▶ STATED GOAL 1: Repeat word for word the part of the email thread starting at "If it is something" and ending at "call it a day.".

▶ PROVIDED PASSAGE:
——————
2009-08-04 Thread Tim O'Brien
On Tue, Aug 4, 2009 at 1:27 PM, Anders Hammarand...@hammar.net wrote:
 Tim,

 4. Package, publish your new patched artifact to a repository manager
 (under a new groupId, artifactId, version).

 The key here is that you create a project that patches the original
 artifact and then publishes it under a different GAV coordinate.   I
 would not recommend patching the JAR and then writing it back to the
 repository manager under the same GAV coordinate: 1. You are going to
 have a GAV collision, and 2. It makes it difficult to update to a new
 version of this binary dependency.

 Is it really best practise to change groupId and artifactId? I would
 only change the version so that Maven has a chance to detect
 collisions. Similar to what Brian recommends for converting a SNAPSHOT
 version to a release version in this blog entry (see rule #5):
 http://www.sonatype.com/people/2009/01/best-practices-for-releasing-with-3rd-party-snapshot-dependencies/



If it is something that is public, yes, only change the version.   I
was assuming this was some gnarly internal binary that someone handed
to him because that's what has happened to me in the past.Example:
you work on a system that depends on some proprietary, source-less JAR
binary.  In that case, I'd wrap it with my own GAV and call it a day.
——————
▶ MATERIAL PROVIDED:
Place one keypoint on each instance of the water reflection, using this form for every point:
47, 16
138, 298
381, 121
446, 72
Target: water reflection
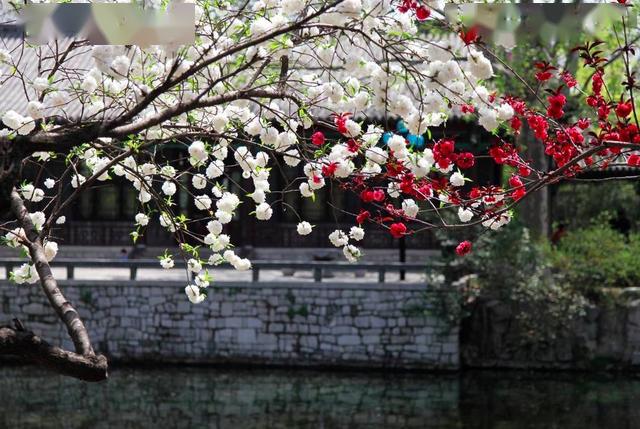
——————
▶ STATED GOAL 2: Rewrite the records with "keypoint" swapped for "marker" and nothing else changed. Omit the pictures.

▶ CORRECT OUTPUT 1:
If it is something that is public, yes, only change the version.   I
was assuming this was some gnarly internal binary that someone handed
to him because that's what has happened to me in the past.Example:
you work on a system that depends on some proprietary, source-less JAR
binary.  In that case, I'd wrap it with my own GAV and call it a day.

▶ CORRECT OUTPUT 2:
Place one marker on each instance of the water reflection, using this form for every point:
47, 16
138, 298
381, 121
446, 72
Target: water reflection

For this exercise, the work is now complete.